What you need to do
Transcribe the essay below on being accused of a superiority complex, word for word and in full.

Extract to read

..........

[Mind of C-PTSD] #3 – Do I Have a Superiority Complex?

This is part three of the series I’m referring to as, “Mind of C-PTSD.” It is a number of writings that explores the C-PTSD survivor’s journey from the dysfunctional life towards a more functional life. As usual, all writings are from my personal journey and perspective. 

Take what resonates. Leave what doesn’t. 

Do I Have a Superiority Complex?

***Villain Era? Fine, I’ll Bring the Cape***

“You think you’re better than everyone else.” That accusation has been tossed at me more than once, usually laced with passive aggression or the defensiveness of someone who misses the version of me that over-apologised and over-explained. It used to sting, back when I lacked the tools to question it. Now I hear it and think, perhaps they’re mistaking self-assurance for arrogance. Maybe it’s not superiority at all — maybe I’ve simply stopped acting like I’m less. If that makes me the villain, fine. I’ll take the role. In fact, let me add a dramatic sparkly cape to my Amazon cart while I’m at it. At least this time, I’m choosing the costume.

..........

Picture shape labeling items

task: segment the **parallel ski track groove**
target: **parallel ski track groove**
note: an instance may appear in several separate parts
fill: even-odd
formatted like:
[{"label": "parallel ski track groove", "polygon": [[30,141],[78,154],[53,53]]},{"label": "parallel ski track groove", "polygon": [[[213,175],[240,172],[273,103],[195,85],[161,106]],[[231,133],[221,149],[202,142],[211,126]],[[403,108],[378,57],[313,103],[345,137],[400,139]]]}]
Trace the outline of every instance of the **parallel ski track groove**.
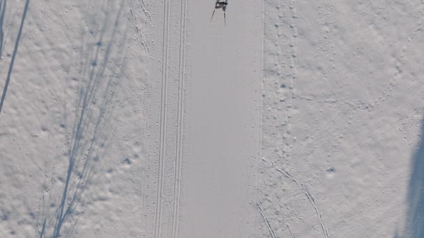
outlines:
[{"label": "parallel ski track groove", "polygon": [[181,25],[180,25],[180,47],[179,47],[179,79],[178,97],[178,130],[176,146],[175,159],[175,185],[174,188],[174,211],[172,216],[172,237],[178,237],[179,213],[180,203],[180,191],[181,182],[181,160],[183,157],[183,110],[184,110],[184,81],[185,81],[185,58],[186,58],[186,1],[181,0]]},{"label": "parallel ski track groove", "polygon": [[169,36],[169,1],[165,0],[163,4],[163,41],[162,63],[162,92],[160,96],[160,129],[159,142],[159,163],[158,173],[158,191],[156,196],[156,221],[155,223],[155,238],[160,237],[162,226],[162,196],[163,194],[163,171],[165,168],[165,143],[167,130],[167,68]]}]

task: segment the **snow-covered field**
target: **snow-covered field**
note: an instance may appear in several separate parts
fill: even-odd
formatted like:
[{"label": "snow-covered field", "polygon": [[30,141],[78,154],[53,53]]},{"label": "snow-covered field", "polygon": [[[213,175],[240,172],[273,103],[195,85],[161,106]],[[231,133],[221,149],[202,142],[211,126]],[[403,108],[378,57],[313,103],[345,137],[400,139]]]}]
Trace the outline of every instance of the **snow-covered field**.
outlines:
[{"label": "snow-covered field", "polygon": [[0,237],[424,237],[424,2],[0,0]]}]

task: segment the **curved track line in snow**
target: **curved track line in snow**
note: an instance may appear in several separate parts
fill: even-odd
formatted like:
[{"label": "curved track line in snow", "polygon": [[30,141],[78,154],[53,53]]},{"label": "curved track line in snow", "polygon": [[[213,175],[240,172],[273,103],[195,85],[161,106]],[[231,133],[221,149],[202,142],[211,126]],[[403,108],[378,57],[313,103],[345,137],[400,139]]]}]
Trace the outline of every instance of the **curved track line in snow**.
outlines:
[{"label": "curved track line in snow", "polygon": [[160,237],[162,226],[162,196],[163,194],[164,168],[165,156],[165,139],[167,131],[167,68],[169,35],[169,1],[165,0],[163,4],[163,41],[162,58],[162,92],[160,96],[160,129],[159,143],[159,163],[158,173],[158,191],[156,194],[156,220],[155,223],[155,238]]},{"label": "curved track line in snow", "polygon": [[322,232],[324,236],[326,237],[326,238],[328,238],[328,230],[327,229],[327,227],[326,226],[326,224],[324,222],[324,219],[322,219],[322,214],[318,209],[318,207],[315,203],[315,199],[312,196],[312,193],[309,191],[309,190],[308,190],[308,189],[303,184],[303,182],[298,182],[296,177],[292,175],[288,171],[278,168],[273,161],[271,161],[271,164],[277,171],[280,172],[285,177],[290,178],[292,180],[293,180],[293,182],[294,182],[296,185],[299,186],[303,190],[305,196],[306,196],[309,202],[311,203],[312,207],[314,207],[314,209],[315,209],[315,212],[317,214],[317,216],[318,217],[318,219],[319,219],[319,223],[321,223],[321,228],[322,228]]},{"label": "curved track line in snow", "polygon": [[178,128],[176,146],[175,152],[175,180],[174,187],[174,212],[172,216],[172,237],[178,237],[178,223],[180,203],[180,191],[181,182],[181,159],[183,157],[183,130],[184,112],[184,77],[185,77],[185,57],[186,57],[186,2],[181,1],[181,26],[180,26],[180,47],[179,47],[179,80],[178,96]]},{"label": "curved track line in snow", "polygon": [[261,208],[261,206],[259,206],[259,204],[257,203],[256,203],[256,205],[257,206],[257,209],[259,211],[259,213],[261,214],[261,216],[262,216],[262,219],[264,219],[264,221],[265,221],[265,223],[266,223],[266,227],[268,228],[268,230],[269,231],[269,235],[271,235],[271,237],[272,238],[276,238],[277,237],[275,236],[275,233],[274,232],[274,230],[271,228],[271,223],[269,223],[269,221],[265,216],[265,214],[264,214],[264,212],[262,211],[262,208]]}]

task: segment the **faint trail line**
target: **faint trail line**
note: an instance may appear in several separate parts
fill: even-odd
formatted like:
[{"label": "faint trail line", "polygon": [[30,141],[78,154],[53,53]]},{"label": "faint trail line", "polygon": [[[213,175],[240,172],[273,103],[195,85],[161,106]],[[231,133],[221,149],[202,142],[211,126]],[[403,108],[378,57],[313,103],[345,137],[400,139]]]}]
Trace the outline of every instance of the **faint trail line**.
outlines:
[{"label": "faint trail line", "polygon": [[142,32],[142,30],[140,30],[140,29],[138,27],[138,19],[137,19],[137,16],[135,15],[135,13],[134,13],[133,8],[134,8],[134,4],[132,3],[132,0],[128,0],[128,1],[130,2],[130,13],[131,13],[131,16],[132,17],[132,19],[134,19],[135,22],[135,29],[137,30],[137,33],[138,33],[139,35],[137,35],[135,40],[137,40],[137,39],[139,38],[141,38],[141,42],[142,42],[142,45],[143,46],[143,48],[144,48],[144,49],[147,51],[147,53],[150,54],[150,49],[149,48],[149,46],[147,45],[147,44],[146,44],[146,42],[144,42],[144,39],[145,39],[144,35],[143,35],[143,33]]},{"label": "faint trail line", "polygon": [[176,137],[176,159],[175,159],[175,185],[174,187],[174,212],[172,217],[172,237],[178,237],[179,213],[181,183],[181,160],[183,157],[183,130],[184,111],[184,81],[185,81],[185,58],[186,58],[186,16],[187,0],[181,0],[181,26],[180,26],[180,47],[179,47],[179,81],[178,95],[178,129]]},{"label": "faint trail line", "polygon": [[322,219],[322,214],[321,212],[319,212],[319,210],[318,209],[318,207],[317,206],[317,204],[315,203],[315,199],[312,196],[312,193],[309,191],[309,190],[308,190],[308,189],[303,184],[303,182],[299,183],[298,182],[298,180],[296,179],[296,177],[294,177],[293,175],[292,175],[289,172],[286,171],[284,169],[281,169],[281,168],[277,167],[277,166],[275,166],[275,164],[274,164],[273,161],[271,161],[271,164],[272,164],[273,167],[274,167],[274,168],[277,171],[282,173],[283,175],[285,175],[285,177],[286,177],[287,178],[290,178],[292,180],[293,180],[298,186],[299,186],[303,190],[303,191],[305,192],[305,195],[308,198],[308,200],[309,200],[309,201],[312,204],[312,207],[314,207],[314,209],[315,209],[315,212],[317,213],[317,216],[319,219],[319,223],[321,223],[321,228],[322,228],[324,235],[325,235],[326,238],[328,238],[329,237],[328,237],[328,230],[326,226],[325,223],[324,222],[324,219]]},{"label": "faint trail line", "polygon": [[292,10],[292,25],[290,26],[290,28],[292,29],[292,37],[290,38],[292,64],[292,65],[290,67],[292,68],[292,99],[290,101],[293,105],[293,99],[296,97],[296,89],[294,85],[296,84],[296,81],[297,80],[297,67],[296,60],[296,58],[297,57],[297,49],[296,47],[296,38],[298,35],[298,31],[297,27],[296,26],[296,18],[297,17],[297,13],[296,11],[296,0],[292,0],[290,1],[289,8]]},{"label": "faint trail line", "polygon": [[138,1],[142,7],[142,10],[143,11],[143,13],[144,13],[147,18],[149,18],[150,26],[152,26],[151,16],[150,15],[150,13],[147,10],[147,8],[146,8],[146,3],[144,3],[144,0],[138,0]]},{"label": "faint trail line", "polygon": [[155,238],[160,237],[162,226],[162,196],[163,193],[163,172],[165,169],[165,156],[167,130],[167,68],[169,35],[169,1],[165,0],[163,4],[163,41],[162,64],[162,93],[160,106],[160,136],[159,142],[159,163],[158,173],[158,191],[156,196],[156,221],[155,223]]},{"label": "faint trail line", "polygon": [[325,235],[326,238],[328,238],[328,230],[327,230],[327,228],[326,227],[326,224],[324,223],[324,220],[322,219],[322,214],[321,212],[319,212],[319,210],[318,210],[318,207],[317,207],[317,204],[315,203],[315,200],[314,199],[314,197],[309,192],[308,189],[306,189],[305,185],[303,185],[303,183],[301,183],[301,184],[302,186],[302,189],[303,189],[303,190],[305,190],[305,195],[306,195],[306,196],[308,197],[308,200],[309,200],[310,203],[314,207],[314,209],[315,209],[315,212],[317,213],[317,216],[318,216],[318,218],[319,218],[320,223],[321,223],[321,228],[322,228],[322,232],[324,232],[324,235]]},{"label": "faint trail line", "polygon": [[268,221],[268,219],[264,214],[264,212],[262,211],[261,206],[259,206],[259,204],[257,203],[256,203],[256,205],[257,206],[258,210],[259,211],[259,213],[261,214],[261,216],[262,216],[262,219],[264,219],[264,221],[265,221],[265,223],[266,223],[266,227],[268,228],[268,230],[269,230],[269,235],[271,235],[271,237],[272,238],[276,238],[277,237],[275,236],[275,233],[274,233],[273,228],[271,227],[269,221]]},{"label": "faint trail line", "polygon": [[[289,230],[289,232],[290,233],[290,235],[292,236],[292,237],[296,238],[296,236],[292,232],[292,229],[290,229],[290,225],[289,225],[289,223],[286,221],[286,219],[285,219],[284,216],[282,216],[282,214],[281,214],[281,212],[280,212],[280,209],[278,209],[277,207],[275,207],[275,205],[274,205],[274,203],[273,203],[273,201],[271,201],[268,198],[267,198],[266,196],[265,196],[265,195],[264,195],[264,193],[262,193],[262,191],[261,191],[261,189],[259,189],[259,191],[261,193],[262,193],[262,196],[264,196],[264,199],[265,199],[266,201],[268,201],[269,203],[271,203],[271,205],[273,206],[273,208],[275,211],[275,213],[277,213],[278,214],[278,216],[280,216],[282,222],[284,222],[284,223],[286,225],[286,227],[287,228],[287,230]],[[278,198],[277,198],[277,199],[278,199]]]},{"label": "faint trail line", "polygon": [[[5,0],[6,1],[6,0]],[[6,4],[6,1],[5,1]],[[24,13],[22,14],[22,19],[21,20],[21,26],[19,28],[19,33],[16,38],[16,42],[15,42],[15,49],[13,49],[13,54],[12,55],[12,60],[9,65],[9,70],[8,71],[8,76],[6,78],[6,84],[4,88],[3,89],[3,94],[1,95],[1,100],[0,100],[0,113],[1,113],[1,109],[3,108],[3,104],[6,99],[6,93],[8,91],[8,87],[9,86],[9,82],[10,81],[10,75],[12,75],[12,70],[13,69],[13,64],[15,63],[15,58],[17,54],[17,47],[19,46],[19,42],[21,39],[21,35],[22,34],[22,29],[24,29],[24,23],[25,22],[25,17],[26,16],[26,12],[28,11],[28,6],[29,5],[29,0],[26,0],[25,3],[25,8],[24,8]]]}]

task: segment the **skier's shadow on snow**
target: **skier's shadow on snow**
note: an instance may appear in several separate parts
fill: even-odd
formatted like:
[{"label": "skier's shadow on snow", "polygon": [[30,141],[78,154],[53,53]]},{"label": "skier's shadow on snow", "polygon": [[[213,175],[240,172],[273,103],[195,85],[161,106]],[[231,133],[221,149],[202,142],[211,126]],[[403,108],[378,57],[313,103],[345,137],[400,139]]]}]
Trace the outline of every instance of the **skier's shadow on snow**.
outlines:
[{"label": "skier's shadow on snow", "polygon": [[408,188],[407,225],[403,237],[424,237],[424,118],[421,120],[421,138],[411,163]]}]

..........

Final answer
[Mind of C-PTSD] #3 – Do I Have a Superiority Complex?

This is part three of the series I’m referring to as, “Mind of C-PTSD.” It is a number of writings that explores the C-PTSD survivor’s journey from the dysfunctional life towards a more functional life. As usual, all writings are from my personal journey and perspective. 

Take what resonates. Leave what doesn’t. 

Do I Have a Superiority Complex?

***Villain Era? Fine, I’ll Bring the Cape***

“You think you’re better than everyone else.” That accusation has been tossed at me more than once, usually laced with passive aggression or the defensiveness of someone who misses the version of me that over-apologised and over-explained. It used to sting, back when I lacked the tools to question it. Now I hear it and think, perhaps they’re mistaking self-assurance for arrogance. Maybe it’s not superiority at all — maybe I’ve simply stopped acting like I’m less. If that makes me the villain, fine. I’ll take the role. In fact, let me add a dramatic sparkly cape to my Amazon cart while I’m at it. At least this time, I’m choosing the costume.